TASK STATEMENT: Repeat the data that follows, word for word, without the images.

Image point annotation entries:
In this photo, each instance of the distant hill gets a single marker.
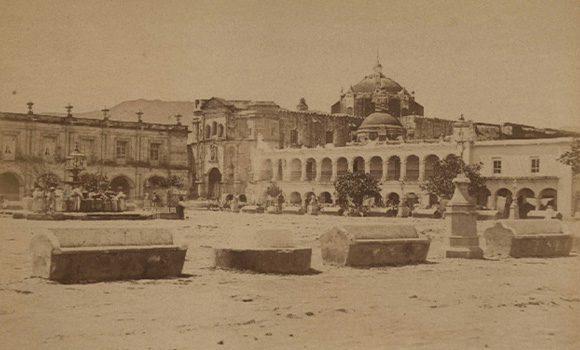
(572, 128)
(154, 111)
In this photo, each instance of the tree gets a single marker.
(356, 187)
(94, 182)
(273, 190)
(444, 171)
(572, 157)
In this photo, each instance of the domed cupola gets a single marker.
(380, 125)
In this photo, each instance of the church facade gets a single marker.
(128, 153)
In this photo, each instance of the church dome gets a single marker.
(379, 119)
(369, 84)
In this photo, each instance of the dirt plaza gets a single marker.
(444, 304)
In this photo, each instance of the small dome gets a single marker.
(369, 84)
(379, 119)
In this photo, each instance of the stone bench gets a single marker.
(431, 213)
(373, 245)
(331, 211)
(293, 210)
(252, 209)
(541, 214)
(528, 238)
(270, 251)
(488, 214)
(376, 212)
(70, 255)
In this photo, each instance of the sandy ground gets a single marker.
(444, 304)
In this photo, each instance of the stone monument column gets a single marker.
(461, 221)
(334, 170)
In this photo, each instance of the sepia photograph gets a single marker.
(309, 174)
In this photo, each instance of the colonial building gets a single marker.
(227, 132)
(129, 153)
(361, 98)
(526, 169)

RESPONSE TO THIS EXERCISE:
In this photo, each instance of the distant hill gets a single marker.
(572, 128)
(154, 111)
In this photo, each instance of the tree gets a single marker.
(356, 187)
(94, 182)
(273, 190)
(444, 171)
(572, 157)
In this photo, each instance of the domed cupola gets a single marker.
(380, 125)
In this photo, each instance of the church facade gets a single marker.
(128, 153)
In this photo, each instance of the church dome gets a single marker.
(379, 119)
(369, 84)
In this photo, each instance of the dirt plaza gets a single marker.
(444, 304)
In this photo, each instance of the small dome gets a single marker.
(369, 84)
(379, 119)
In this photo, each instance of the stone bench gets a single marker.
(431, 213)
(373, 245)
(331, 211)
(293, 210)
(252, 209)
(541, 214)
(528, 238)
(270, 251)
(488, 214)
(376, 212)
(70, 255)
In this photo, each instance of the sandy ground gets a single marker.
(444, 304)
In this photo, each instance of the stone monument column gets a single marker.
(461, 221)
(334, 170)
In this photo, each instance of the sepia photograph gets a single marker.
(309, 174)
In this photo, each instance of the colonial building gets a single marker.
(227, 132)
(129, 153)
(361, 98)
(526, 169)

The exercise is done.